Do you pre-seed all entries with “X” # of average scores, so one vote won’t skew it overly (every entry automatically gets assigned 20 votes of 5.0, for instance)?
Some more sophisticated method based upon total aggegrate votes, or average # of votes per entry (not ratings, but raw votes), that then determines the minimum votes needed to be eligible, or applies a bonus or penalty to low-raw-vote entries?
This math stuff be way over my head
Could you give an example?
Sure, for the web project I’m working on (note that this isn’t exactly it, but a close enough facsimile).
Contest entrants create a song, and upload it. Site users can listen to the songs. There’s a one-month period for people to enter contest, followed by a two-week voting period. Users can (in theory) vote only once per song, but they can vote or not vote for any of the contest entries. They vote on a one-to-five scale.
Or if you want a real-life example, think
Am I Hot Or Not. Except there you are sort of forced to vote, but with my project you won’t be forced to.

#### EXTRACTED ENTRIES
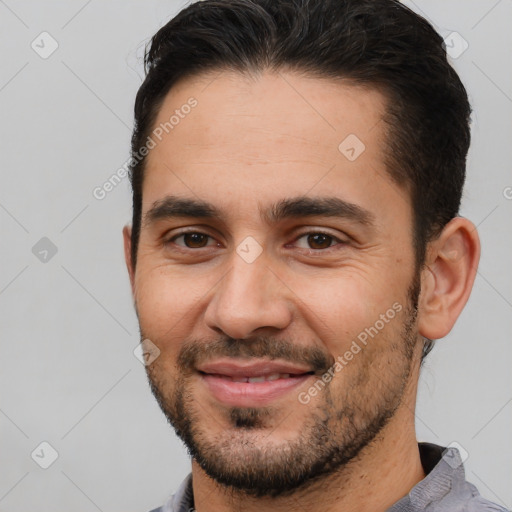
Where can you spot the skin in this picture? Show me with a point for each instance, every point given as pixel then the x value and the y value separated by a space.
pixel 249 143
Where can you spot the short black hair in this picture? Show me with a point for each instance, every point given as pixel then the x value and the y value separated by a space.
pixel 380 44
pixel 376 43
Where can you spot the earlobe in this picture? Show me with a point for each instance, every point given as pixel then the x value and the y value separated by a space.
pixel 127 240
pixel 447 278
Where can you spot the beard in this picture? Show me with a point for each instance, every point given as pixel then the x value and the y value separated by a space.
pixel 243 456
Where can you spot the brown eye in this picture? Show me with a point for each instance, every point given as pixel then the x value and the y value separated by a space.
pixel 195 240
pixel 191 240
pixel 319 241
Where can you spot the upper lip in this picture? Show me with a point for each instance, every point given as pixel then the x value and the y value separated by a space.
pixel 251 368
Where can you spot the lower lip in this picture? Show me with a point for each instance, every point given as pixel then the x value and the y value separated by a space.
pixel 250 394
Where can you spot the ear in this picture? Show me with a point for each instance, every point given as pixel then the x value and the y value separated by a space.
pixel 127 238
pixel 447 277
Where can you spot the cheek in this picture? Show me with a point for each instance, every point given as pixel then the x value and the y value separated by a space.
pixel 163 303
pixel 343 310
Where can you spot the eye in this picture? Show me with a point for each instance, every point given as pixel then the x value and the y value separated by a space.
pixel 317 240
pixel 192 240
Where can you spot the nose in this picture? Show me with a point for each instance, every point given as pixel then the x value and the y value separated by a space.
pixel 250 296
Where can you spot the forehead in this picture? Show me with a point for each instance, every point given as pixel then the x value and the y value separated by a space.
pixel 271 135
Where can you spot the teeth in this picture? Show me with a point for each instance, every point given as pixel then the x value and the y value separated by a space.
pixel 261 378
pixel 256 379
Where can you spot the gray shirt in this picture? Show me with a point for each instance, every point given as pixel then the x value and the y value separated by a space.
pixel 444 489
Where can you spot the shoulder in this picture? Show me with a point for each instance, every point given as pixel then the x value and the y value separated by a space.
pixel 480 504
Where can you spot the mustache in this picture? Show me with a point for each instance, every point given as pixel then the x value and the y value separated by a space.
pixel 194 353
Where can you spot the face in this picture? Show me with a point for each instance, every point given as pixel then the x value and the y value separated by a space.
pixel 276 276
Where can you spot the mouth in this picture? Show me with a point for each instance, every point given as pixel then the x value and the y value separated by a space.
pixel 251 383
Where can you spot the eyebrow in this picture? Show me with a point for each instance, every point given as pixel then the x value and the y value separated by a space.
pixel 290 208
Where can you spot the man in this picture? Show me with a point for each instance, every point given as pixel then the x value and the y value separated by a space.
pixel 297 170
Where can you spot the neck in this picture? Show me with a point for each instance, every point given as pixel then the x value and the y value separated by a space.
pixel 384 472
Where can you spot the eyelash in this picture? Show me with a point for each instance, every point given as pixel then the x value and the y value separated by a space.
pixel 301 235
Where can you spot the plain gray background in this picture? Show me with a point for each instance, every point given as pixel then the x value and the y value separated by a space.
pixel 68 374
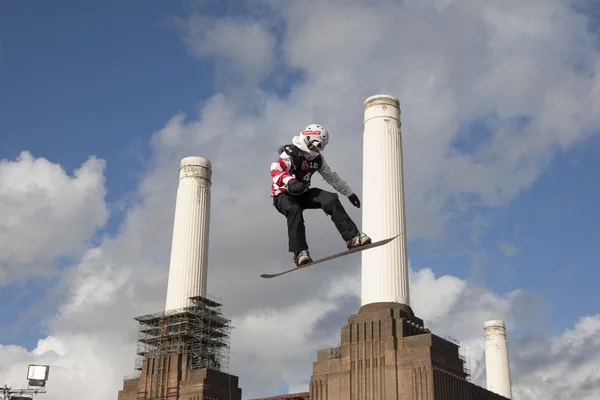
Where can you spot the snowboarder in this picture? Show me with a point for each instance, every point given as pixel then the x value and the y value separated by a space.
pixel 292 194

==

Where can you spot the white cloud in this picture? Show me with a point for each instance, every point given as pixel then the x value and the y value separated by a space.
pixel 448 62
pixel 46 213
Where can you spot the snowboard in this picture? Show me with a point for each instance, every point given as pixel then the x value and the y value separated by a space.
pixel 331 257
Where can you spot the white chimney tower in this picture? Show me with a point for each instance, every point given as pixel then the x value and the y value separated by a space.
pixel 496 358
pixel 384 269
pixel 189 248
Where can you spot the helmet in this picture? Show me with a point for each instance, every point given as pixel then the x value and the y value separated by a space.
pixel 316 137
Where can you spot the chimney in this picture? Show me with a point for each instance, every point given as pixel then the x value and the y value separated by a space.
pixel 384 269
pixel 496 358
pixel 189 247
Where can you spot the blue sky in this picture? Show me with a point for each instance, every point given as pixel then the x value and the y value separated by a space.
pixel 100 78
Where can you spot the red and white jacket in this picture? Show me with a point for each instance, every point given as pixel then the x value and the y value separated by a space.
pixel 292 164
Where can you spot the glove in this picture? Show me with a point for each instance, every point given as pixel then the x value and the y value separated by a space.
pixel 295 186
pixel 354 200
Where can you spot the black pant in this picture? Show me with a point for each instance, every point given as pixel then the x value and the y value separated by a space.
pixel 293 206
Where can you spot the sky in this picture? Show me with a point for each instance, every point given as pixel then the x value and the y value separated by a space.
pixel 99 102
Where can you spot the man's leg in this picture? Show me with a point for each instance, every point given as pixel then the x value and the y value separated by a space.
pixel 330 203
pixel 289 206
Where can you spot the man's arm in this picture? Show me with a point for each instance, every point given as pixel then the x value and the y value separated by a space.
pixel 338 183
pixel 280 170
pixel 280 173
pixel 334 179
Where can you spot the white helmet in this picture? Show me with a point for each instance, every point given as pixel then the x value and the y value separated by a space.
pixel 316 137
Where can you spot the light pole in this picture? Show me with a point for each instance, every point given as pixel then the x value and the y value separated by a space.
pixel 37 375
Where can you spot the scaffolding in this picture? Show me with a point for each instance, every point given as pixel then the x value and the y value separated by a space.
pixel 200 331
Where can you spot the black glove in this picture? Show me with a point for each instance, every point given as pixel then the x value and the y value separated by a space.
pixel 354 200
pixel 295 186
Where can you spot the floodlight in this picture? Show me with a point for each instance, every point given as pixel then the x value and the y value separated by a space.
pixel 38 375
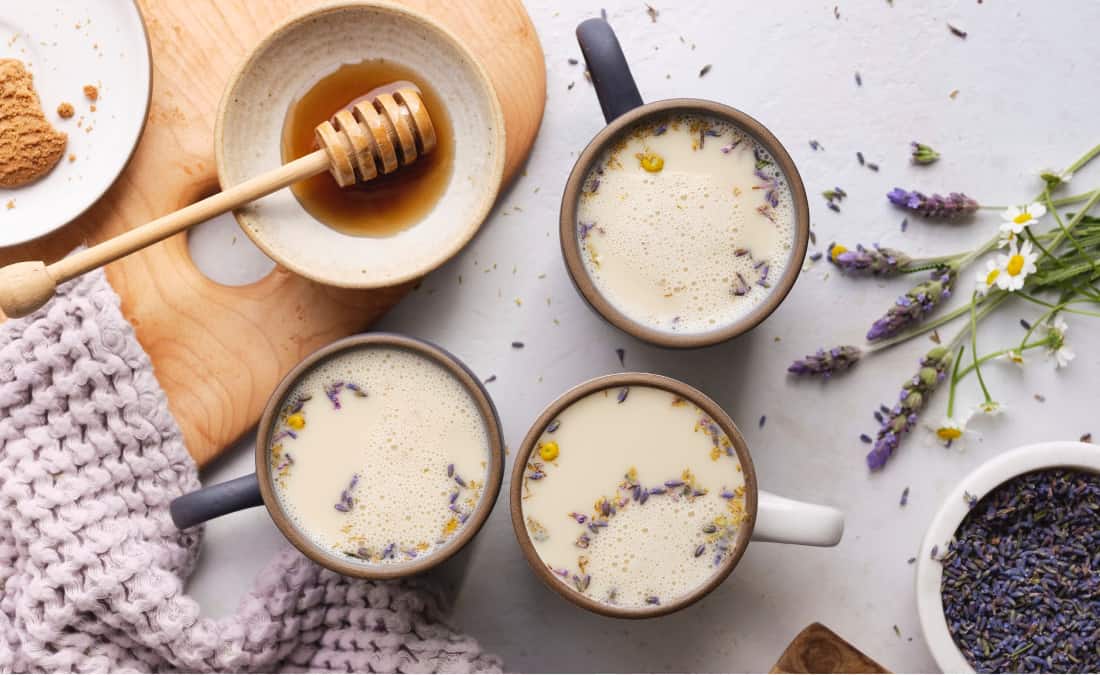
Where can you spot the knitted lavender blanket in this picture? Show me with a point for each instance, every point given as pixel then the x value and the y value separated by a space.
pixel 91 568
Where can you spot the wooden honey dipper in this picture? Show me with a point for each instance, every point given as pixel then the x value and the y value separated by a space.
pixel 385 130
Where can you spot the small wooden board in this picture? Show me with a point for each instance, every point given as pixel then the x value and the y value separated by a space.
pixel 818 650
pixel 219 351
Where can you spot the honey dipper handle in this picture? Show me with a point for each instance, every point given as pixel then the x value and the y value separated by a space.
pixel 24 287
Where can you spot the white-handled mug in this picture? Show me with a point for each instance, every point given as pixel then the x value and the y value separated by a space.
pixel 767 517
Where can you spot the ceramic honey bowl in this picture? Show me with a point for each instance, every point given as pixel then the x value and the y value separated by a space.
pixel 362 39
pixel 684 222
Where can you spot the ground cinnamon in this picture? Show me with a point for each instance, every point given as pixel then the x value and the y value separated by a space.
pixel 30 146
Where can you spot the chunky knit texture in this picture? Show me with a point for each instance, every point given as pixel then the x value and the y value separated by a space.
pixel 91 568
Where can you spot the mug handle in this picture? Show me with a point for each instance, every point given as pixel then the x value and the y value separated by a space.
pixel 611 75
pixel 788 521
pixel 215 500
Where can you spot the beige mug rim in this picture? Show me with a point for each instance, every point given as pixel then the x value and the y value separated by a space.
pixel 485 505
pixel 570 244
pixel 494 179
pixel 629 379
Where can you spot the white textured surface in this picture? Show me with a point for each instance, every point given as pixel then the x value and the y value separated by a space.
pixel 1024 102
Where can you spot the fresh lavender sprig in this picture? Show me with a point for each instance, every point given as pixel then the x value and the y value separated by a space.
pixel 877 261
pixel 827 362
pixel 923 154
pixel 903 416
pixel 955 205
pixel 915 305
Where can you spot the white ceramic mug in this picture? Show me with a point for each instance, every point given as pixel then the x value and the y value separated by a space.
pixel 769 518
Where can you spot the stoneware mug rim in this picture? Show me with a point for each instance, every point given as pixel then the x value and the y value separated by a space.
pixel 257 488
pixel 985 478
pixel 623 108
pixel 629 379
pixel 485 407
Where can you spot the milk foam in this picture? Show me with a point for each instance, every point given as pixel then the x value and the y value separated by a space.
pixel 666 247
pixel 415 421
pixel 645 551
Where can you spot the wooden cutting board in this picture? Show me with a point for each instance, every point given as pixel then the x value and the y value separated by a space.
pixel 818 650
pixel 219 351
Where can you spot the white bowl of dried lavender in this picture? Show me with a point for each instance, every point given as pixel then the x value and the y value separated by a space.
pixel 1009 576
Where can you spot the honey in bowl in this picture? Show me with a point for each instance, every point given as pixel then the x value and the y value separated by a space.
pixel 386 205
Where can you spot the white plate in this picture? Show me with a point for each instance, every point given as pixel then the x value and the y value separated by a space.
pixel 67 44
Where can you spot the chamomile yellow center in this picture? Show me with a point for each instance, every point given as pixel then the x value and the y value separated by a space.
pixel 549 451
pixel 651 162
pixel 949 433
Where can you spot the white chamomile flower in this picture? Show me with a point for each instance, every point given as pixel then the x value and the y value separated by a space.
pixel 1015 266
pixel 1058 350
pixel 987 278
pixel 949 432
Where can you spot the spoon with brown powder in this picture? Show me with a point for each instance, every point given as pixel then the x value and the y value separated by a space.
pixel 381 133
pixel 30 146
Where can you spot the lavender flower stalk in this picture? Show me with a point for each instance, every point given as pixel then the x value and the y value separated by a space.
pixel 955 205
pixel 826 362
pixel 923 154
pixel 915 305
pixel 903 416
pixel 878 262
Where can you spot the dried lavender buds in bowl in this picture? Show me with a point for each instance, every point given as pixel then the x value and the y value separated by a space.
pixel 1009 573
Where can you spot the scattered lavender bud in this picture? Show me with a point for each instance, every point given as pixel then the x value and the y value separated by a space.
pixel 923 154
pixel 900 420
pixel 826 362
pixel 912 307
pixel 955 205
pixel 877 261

#### GOAL OF THE EXERCISE
Transcribe the forum thread about rating contest entries above, starting with "Some more sophisticated" and going on through "give an example?".

#### TASK RESPONSE
Some more sophisticated method based upon total aggegrate votes, or average # of votes per entry (not ratings, but raw votes), that then determines the minimum votes needed to be eligible, or applies a bonus or penalty to low-raw-vote entries?
This math stuff be way over my head
Could you give an example?